▶ **Coordinate annotation records**:
####################

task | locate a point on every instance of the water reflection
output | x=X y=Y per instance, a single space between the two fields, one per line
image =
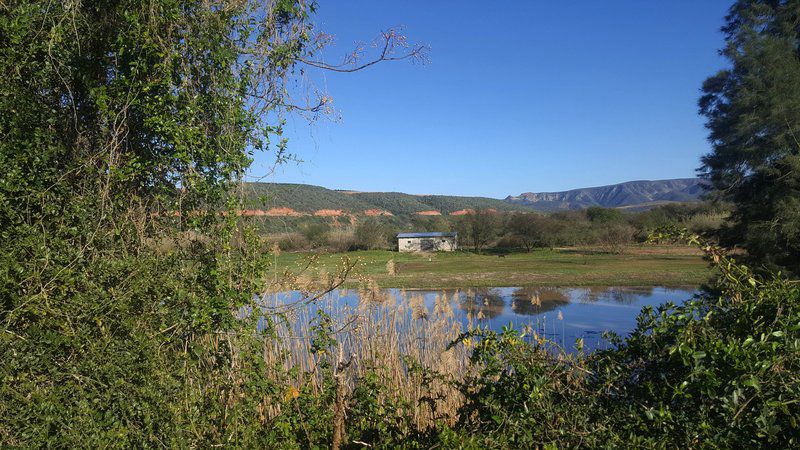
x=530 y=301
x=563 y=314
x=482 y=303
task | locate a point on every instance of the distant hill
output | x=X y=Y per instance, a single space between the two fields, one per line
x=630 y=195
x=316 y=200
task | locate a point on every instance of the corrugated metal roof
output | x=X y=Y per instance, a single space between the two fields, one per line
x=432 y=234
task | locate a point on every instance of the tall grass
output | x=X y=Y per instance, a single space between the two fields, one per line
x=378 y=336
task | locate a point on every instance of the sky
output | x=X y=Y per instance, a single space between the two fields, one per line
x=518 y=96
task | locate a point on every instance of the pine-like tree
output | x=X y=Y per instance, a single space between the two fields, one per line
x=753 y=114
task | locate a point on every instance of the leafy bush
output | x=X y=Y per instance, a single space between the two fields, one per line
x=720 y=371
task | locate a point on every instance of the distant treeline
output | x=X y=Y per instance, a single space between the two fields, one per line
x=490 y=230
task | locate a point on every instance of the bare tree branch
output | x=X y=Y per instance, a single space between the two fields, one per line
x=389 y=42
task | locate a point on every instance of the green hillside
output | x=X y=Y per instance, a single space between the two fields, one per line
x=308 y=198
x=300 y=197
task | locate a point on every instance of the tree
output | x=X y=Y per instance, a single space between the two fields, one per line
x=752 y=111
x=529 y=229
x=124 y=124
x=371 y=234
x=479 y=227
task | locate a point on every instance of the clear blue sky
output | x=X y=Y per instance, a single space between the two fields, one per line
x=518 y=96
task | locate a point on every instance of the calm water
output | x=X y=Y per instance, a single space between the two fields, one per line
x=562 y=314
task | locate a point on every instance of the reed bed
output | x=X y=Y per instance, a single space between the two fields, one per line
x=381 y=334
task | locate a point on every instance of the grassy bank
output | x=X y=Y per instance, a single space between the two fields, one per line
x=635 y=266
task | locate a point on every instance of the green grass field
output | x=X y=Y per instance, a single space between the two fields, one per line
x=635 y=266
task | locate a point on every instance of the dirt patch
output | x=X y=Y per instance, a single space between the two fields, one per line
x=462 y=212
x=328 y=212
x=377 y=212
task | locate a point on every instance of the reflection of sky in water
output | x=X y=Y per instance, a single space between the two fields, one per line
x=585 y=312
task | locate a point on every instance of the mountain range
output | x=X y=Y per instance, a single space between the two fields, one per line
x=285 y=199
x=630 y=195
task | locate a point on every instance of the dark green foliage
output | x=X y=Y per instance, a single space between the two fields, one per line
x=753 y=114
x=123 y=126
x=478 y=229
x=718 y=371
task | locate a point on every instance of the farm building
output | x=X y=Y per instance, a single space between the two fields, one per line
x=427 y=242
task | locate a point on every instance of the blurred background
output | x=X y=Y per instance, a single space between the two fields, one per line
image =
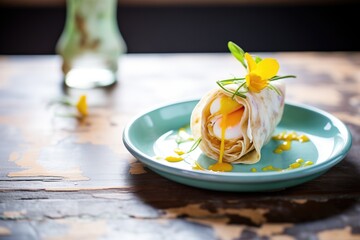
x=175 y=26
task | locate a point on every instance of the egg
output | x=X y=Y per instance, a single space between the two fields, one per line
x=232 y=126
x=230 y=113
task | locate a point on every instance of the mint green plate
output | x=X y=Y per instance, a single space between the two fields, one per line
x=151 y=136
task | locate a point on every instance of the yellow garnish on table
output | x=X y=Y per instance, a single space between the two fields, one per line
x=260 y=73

####################

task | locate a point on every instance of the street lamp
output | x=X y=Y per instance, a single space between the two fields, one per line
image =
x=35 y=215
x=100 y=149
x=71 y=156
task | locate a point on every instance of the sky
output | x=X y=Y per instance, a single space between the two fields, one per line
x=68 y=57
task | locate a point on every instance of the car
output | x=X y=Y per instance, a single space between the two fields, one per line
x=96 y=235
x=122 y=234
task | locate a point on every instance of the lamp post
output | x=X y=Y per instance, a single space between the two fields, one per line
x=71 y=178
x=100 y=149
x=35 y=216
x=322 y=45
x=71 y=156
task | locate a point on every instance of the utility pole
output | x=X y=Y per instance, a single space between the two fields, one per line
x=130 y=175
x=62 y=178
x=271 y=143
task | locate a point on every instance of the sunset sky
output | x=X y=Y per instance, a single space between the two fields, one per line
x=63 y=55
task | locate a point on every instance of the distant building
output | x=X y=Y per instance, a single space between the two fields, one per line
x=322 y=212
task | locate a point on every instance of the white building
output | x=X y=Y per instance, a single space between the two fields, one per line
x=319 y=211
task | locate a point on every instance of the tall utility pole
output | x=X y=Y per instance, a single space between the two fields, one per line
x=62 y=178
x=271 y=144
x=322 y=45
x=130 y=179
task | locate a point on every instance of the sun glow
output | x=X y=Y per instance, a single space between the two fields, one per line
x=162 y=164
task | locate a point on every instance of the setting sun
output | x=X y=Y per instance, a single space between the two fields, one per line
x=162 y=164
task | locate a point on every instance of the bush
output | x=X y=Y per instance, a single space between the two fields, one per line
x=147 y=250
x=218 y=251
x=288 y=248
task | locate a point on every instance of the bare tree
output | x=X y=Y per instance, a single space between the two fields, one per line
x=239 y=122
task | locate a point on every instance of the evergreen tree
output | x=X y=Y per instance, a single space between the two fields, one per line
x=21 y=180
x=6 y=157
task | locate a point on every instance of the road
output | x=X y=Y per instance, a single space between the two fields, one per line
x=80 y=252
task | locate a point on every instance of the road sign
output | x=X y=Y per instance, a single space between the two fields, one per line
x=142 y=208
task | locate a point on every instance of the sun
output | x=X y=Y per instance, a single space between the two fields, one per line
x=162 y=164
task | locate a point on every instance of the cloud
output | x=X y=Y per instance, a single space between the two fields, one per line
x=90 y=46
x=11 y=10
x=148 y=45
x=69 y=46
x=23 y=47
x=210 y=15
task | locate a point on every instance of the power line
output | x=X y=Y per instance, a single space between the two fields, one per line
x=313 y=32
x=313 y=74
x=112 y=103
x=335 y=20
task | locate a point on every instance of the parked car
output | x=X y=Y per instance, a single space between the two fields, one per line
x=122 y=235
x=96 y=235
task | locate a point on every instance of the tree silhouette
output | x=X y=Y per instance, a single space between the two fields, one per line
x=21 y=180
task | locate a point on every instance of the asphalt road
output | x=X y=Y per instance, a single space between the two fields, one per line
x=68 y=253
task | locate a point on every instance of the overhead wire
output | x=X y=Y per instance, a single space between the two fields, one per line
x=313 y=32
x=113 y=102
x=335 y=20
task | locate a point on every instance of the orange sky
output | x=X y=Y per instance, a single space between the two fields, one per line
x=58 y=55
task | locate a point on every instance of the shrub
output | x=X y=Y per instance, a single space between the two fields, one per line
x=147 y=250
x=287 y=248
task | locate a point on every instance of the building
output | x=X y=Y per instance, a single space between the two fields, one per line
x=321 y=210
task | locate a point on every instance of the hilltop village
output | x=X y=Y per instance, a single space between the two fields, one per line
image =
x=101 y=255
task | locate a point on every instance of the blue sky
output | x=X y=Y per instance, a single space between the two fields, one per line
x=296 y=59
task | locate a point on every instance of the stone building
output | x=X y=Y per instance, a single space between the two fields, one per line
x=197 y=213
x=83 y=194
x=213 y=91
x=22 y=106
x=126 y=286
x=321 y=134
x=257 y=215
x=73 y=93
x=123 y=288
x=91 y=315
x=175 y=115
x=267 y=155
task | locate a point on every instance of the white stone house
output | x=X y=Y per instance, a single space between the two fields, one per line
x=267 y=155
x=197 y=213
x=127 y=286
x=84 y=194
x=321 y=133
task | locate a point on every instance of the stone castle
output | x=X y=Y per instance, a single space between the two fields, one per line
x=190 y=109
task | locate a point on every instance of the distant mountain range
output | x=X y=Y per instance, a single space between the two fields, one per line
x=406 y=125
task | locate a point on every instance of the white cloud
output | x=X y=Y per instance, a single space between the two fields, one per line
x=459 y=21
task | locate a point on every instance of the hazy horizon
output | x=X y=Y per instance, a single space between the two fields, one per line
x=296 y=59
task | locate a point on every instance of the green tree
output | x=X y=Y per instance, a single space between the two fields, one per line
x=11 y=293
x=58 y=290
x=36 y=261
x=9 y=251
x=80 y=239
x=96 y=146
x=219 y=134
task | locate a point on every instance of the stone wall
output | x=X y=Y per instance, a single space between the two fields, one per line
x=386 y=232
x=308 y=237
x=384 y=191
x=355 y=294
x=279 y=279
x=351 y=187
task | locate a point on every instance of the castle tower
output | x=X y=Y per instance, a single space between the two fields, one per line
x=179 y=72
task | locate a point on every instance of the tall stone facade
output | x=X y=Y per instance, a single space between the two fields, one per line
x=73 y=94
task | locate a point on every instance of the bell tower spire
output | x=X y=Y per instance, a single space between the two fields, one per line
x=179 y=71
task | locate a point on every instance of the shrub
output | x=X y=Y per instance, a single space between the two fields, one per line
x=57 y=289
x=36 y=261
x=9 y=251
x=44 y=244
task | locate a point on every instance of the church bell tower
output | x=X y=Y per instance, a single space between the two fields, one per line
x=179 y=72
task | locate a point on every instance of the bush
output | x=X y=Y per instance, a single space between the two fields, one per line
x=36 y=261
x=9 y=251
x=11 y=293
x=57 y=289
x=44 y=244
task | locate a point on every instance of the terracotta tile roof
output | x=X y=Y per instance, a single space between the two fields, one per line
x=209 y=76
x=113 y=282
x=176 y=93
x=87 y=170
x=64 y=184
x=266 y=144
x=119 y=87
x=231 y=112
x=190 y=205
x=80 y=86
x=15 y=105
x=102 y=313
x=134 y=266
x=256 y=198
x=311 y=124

####################

▶ **Problem to solve**: Rename "road" to "street" in the rows from the line with "task | locate a point on every instance of the evergreen" to the line with "x=321 y=210", and return only those lines with nothing else changed.

▶ **Exercise answer**:
task | locate a point on every instance of the evergreen tree
output | x=X y=Y per instance, a single space between the two fields, one per line
x=21 y=180
x=6 y=157
task | locate a point on every instance of the street
output | x=X y=Y per instance, a single space between the two fields, one per line
x=80 y=252
task | locate a point on every instance of the street sign
output | x=X y=Y per instance, a single space between the two fields, one per line
x=142 y=208
task | locate a point on every instance of the sun
output | x=X y=Y per instance, a single space between the two fields, one per line
x=162 y=164
task | locate a point on every instance of the cloud
output | x=X y=Y per instance, a single space between the two fields, one per line
x=90 y=46
x=11 y=10
x=148 y=45
x=69 y=46
x=23 y=47
x=210 y=15
task | locate a point on every instance of the power line
output | x=X y=Y per instance, a single space between the two fields, one per line
x=313 y=32
x=313 y=74
x=112 y=103
x=335 y=20
task | locate a point on every instance of the parked car
output | x=X y=Y per instance, a single space between the two fields, one per line
x=122 y=235
x=96 y=235
task | locate a point on every instance of the tree silhouette
output | x=X y=Y per instance, a single space between the two fields, one per line
x=21 y=180
task | locate a point on every instance of the asphalt street
output | x=X y=Y per instance, a single space between the two fields, one per line
x=68 y=253
task | locate a point on every instance of the overhead wire
output | x=X y=Y per instance, a single space between the two fields, one per line
x=313 y=32
x=113 y=102
x=335 y=20
task | locate a point on every instance of the orange sky
output | x=X y=Y per instance, a single space between the two fields, one per line
x=58 y=55
task | locate a point on every instance of the shrub
output | x=X y=Y per instance, a single space between the two fields, one per line
x=147 y=250
x=287 y=248
task | locate a point on every instance of the building
output | x=X y=Y per instance, a single space between the two fields, one per line
x=321 y=210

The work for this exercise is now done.